■ **Extracted information**
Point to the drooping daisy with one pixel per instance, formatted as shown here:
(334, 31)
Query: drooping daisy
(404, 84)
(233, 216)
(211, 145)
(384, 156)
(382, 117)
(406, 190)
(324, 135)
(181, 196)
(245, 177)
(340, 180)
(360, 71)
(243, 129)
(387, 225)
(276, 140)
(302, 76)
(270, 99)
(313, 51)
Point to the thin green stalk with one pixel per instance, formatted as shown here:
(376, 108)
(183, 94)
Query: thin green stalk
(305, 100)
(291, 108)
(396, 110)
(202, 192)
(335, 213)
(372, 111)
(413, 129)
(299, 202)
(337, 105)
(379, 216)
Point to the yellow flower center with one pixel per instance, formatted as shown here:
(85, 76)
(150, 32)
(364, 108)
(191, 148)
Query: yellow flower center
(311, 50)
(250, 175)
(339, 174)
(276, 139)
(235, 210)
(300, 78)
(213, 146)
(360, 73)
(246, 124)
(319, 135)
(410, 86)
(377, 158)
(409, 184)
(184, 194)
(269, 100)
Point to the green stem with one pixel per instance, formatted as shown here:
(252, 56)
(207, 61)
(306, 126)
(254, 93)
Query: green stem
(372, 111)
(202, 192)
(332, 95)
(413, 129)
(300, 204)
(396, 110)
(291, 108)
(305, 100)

■ **What is being asked**
For this task, print the records again exactly as they appear.

■ **Solved problem**
Point to the drooping daisy with one pixel per instance, formatted as shown here:
(334, 31)
Query: drooping daisy
(404, 84)
(233, 216)
(211, 145)
(384, 156)
(382, 117)
(406, 190)
(324, 135)
(181, 196)
(245, 177)
(340, 180)
(360, 71)
(243, 129)
(387, 225)
(276, 140)
(302, 76)
(270, 99)
(313, 51)
Point to the thin green stalk with one pixel per instance, formatted as shown here:
(376, 108)
(183, 94)
Query: thin green stalk
(305, 100)
(291, 108)
(396, 110)
(202, 192)
(335, 213)
(372, 111)
(413, 129)
(299, 202)
(337, 105)
(379, 216)
Point to the yellow flower center with one pixel per instance, formatted as shown here:
(85, 76)
(150, 32)
(364, 108)
(191, 148)
Query: yellow flower center
(311, 50)
(250, 175)
(339, 174)
(276, 139)
(235, 210)
(300, 78)
(213, 146)
(360, 73)
(246, 124)
(319, 135)
(410, 86)
(377, 158)
(409, 184)
(184, 194)
(269, 100)
Point to the green stem with one pixel per instance, formatted as shown here:
(252, 56)
(207, 61)
(306, 126)
(254, 93)
Query: green stem
(372, 111)
(202, 192)
(332, 95)
(413, 129)
(300, 204)
(396, 110)
(291, 108)
(305, 100)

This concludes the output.